TASK DETAILS:
Every record that follows must be returned word for word.

[Dataset entries]

════════════════════

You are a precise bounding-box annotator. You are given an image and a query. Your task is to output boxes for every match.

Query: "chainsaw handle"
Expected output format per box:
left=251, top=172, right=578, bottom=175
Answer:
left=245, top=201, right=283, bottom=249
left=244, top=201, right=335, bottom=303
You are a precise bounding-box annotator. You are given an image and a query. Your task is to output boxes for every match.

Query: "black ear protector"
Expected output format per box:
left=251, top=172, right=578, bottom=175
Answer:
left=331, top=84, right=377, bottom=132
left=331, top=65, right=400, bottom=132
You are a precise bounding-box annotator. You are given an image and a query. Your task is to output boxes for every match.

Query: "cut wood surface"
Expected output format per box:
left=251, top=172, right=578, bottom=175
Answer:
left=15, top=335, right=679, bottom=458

════════════════════

WRITTEN SOLUTION:
You are a precise bounding-box annotator. You are given an image and a query. Your task is to output boxes for every match.

Query: "chainsaw handle"
Expected output format per box:
left=251, top=172, right=578, bottom=175
Answer:
left=245, top=201, right=283, bottom=249
left=244, top=201, right=335, bottom=303
You are a precise bounding-box annotator. You are given an image and a query. Your task is to output boxes for every match.

Query: "black ear protector"
Expected output format per box:
left=251, top=172, right=578, bottom=175
Answer:
left=331, top=84, right=377, bottom=132
left=331, top=65, right=400, bottom=132
You are a precise bounding-box annotator. You are given an image and a query. Your task is to output boxes for every match.

Query: "cut wood surface"
Expected output format per box:
left=251, top=172, right=578, bottom=175
Answer:
left=15, top=335, right=679, bottom=458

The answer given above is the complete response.